* Dataset rows for pointing at objects:
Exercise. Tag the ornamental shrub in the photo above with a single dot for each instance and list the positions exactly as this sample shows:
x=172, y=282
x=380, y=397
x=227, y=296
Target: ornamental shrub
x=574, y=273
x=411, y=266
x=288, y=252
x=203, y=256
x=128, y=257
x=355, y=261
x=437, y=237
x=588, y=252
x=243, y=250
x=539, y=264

* Work to do:
Select each line of the entries above that includes the word "shrub" and copy those lines. Matching is case-sensitive.

* Output of the exercise:
Exercise. Tag the ornamental shrub in the photo above with a single dot for each instance and list the positions exactly as this sample shows:
Target: ornamental shrub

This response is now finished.